━━━ DATA TO USE

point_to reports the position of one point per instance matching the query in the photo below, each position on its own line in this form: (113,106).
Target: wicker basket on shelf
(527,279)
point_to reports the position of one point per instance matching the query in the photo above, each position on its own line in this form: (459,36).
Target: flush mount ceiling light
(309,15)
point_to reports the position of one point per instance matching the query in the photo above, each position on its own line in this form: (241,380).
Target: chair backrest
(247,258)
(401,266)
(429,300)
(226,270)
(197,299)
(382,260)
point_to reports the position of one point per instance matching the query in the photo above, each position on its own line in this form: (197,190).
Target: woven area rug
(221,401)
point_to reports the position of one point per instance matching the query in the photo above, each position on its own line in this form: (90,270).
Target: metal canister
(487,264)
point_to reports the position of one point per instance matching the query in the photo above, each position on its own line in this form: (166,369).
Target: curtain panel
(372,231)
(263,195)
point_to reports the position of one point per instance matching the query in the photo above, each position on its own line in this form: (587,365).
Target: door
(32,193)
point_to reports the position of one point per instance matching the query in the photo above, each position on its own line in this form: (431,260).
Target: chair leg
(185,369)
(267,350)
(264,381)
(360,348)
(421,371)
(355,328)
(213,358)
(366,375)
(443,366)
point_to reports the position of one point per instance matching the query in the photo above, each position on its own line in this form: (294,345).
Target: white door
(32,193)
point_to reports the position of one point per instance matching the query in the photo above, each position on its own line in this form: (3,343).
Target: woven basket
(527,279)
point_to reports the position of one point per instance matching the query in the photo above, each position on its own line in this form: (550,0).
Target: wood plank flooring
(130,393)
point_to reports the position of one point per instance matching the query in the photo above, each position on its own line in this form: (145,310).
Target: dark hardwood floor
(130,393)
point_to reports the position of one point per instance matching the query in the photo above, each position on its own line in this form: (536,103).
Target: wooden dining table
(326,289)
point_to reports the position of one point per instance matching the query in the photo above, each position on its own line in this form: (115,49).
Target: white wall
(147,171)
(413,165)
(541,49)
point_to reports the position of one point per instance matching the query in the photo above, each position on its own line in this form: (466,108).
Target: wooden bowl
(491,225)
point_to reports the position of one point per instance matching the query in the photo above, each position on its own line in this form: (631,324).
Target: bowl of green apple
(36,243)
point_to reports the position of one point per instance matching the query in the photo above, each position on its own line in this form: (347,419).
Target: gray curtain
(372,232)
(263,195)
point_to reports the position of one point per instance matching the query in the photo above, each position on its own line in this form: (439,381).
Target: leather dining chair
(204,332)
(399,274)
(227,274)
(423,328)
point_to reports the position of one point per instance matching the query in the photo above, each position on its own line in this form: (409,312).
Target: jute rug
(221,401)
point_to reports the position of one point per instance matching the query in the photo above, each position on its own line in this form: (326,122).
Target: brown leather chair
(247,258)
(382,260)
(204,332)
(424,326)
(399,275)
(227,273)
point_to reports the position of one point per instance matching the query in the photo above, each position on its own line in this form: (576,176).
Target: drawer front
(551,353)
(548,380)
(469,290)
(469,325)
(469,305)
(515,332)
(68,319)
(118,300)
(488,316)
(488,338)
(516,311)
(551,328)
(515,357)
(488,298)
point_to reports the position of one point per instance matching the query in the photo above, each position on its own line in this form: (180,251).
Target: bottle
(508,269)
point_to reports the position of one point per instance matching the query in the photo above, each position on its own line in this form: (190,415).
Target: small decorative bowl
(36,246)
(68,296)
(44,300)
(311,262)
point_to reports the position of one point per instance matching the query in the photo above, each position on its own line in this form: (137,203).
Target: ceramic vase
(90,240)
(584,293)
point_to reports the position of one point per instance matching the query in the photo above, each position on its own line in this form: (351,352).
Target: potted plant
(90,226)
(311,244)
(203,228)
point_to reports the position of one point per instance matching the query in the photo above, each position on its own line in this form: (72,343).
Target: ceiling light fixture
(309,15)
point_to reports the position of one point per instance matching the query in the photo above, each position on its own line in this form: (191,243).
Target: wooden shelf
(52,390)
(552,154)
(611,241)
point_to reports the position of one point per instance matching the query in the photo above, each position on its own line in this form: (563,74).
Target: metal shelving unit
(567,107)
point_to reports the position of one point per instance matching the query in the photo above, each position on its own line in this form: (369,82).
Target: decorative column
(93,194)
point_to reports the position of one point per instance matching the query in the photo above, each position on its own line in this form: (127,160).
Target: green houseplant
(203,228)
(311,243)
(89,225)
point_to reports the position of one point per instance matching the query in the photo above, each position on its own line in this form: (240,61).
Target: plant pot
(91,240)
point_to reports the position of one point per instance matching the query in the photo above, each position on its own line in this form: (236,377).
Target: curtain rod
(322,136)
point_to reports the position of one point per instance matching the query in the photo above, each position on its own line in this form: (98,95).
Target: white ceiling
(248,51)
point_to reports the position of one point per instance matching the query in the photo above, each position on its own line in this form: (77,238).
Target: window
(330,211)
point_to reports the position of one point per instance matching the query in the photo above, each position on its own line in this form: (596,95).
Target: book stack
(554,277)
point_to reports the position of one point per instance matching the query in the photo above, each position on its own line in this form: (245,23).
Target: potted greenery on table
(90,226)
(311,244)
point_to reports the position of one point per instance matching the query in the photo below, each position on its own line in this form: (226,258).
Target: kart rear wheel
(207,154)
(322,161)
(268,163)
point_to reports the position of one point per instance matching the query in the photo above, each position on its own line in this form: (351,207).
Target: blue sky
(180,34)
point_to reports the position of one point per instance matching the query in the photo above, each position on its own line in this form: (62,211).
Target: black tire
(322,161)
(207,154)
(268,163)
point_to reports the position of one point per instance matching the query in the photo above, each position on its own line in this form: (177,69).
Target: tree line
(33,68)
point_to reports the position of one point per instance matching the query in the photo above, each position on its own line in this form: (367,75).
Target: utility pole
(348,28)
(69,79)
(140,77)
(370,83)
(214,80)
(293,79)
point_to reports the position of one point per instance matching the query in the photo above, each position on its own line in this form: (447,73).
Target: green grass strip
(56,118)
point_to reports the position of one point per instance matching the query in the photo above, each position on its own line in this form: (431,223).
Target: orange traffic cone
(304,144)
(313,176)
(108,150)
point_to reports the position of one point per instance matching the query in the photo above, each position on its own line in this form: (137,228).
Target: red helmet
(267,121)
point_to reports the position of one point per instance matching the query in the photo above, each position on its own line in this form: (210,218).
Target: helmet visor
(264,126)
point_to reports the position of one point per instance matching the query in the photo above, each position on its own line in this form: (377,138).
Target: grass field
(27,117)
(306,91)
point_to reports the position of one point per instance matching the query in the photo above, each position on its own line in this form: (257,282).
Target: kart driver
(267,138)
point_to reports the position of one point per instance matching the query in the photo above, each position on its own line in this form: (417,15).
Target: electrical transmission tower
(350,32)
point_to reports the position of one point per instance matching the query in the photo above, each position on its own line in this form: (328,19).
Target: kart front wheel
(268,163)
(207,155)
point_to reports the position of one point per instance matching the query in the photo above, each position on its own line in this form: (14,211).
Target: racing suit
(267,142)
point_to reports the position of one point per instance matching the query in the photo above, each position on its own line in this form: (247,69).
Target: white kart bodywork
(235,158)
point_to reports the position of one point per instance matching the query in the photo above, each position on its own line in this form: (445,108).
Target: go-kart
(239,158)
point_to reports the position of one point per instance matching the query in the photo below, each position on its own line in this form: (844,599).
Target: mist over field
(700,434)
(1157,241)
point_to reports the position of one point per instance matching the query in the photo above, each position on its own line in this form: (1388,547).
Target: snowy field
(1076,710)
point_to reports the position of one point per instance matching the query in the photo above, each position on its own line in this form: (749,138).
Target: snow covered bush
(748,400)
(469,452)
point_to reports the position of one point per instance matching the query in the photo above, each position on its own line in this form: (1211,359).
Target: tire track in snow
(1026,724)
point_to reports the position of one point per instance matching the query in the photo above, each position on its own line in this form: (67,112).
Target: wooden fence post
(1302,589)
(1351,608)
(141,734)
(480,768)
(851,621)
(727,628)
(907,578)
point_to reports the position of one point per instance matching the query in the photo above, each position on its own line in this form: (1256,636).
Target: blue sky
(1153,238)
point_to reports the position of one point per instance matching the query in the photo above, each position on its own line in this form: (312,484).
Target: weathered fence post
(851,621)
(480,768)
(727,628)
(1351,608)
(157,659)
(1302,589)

━━━━━━

### TASK BRIEF
Check the data for lines with "below" and give only their number.

### ANSWER BOX
3